----- Records to use
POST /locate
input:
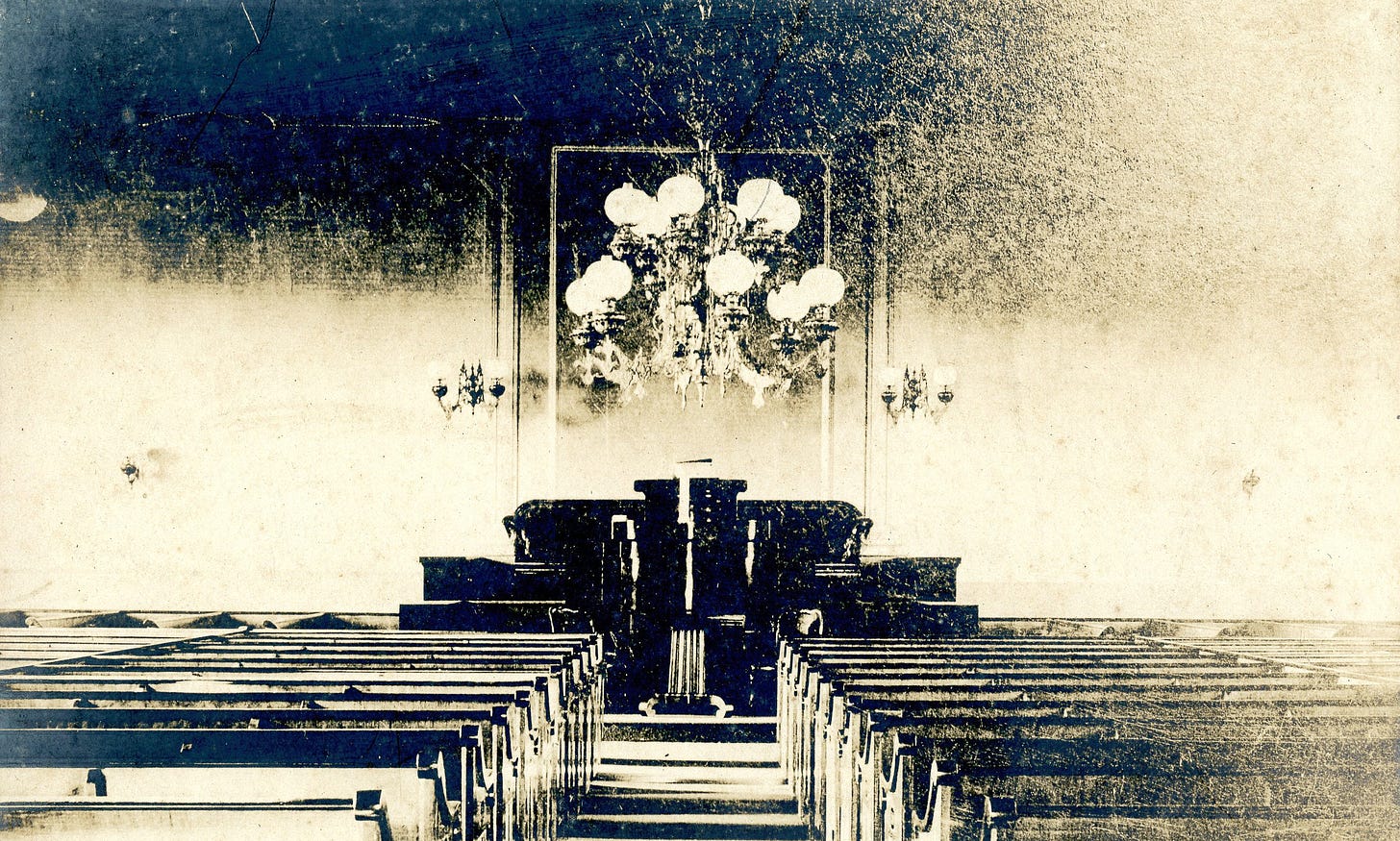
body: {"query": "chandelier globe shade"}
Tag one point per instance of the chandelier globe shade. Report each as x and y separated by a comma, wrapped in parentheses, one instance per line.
(731, 273)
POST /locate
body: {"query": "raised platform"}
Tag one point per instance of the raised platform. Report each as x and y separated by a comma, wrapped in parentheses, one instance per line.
(690, 728)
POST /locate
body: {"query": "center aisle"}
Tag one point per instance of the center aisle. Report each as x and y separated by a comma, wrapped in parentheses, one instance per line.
(706, 786)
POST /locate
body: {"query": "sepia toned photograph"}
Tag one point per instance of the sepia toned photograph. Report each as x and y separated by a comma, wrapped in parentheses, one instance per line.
(723, 420)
----------
▸ Problem to solve
Your copy should match every entry above exactly and contain no pictures.

▸ Answer to this exercise
POST /locate
input:
body: {"query": "chandelier globe shade"}
Tag one point per instance of the chandelier globe shade. Report each as x and y separated by a comma, wrapped in parentheses, one instance per line.
(731, 273)
POST /locate
body: {"query": "raised platform"}
Tag one point per instance of the raised platform. Report each as x and y separated by a comma, wrapped in parentheses, one instance per line.
(690, 728)
POST /locate
body: {"query": "center aisle"}
Tag one point per instance of the center aisle. Report each as x and y separated by a comma, wrapped in parentheses, one instance per line.
(706, 786)
POST /locate
body: {"query": "sepia toned photograph"}
Tag one point per instance of the sepia toned photograph. Report each as x and y separated by a comma, wrapped in parentheses, one instance per line.
(723, 420)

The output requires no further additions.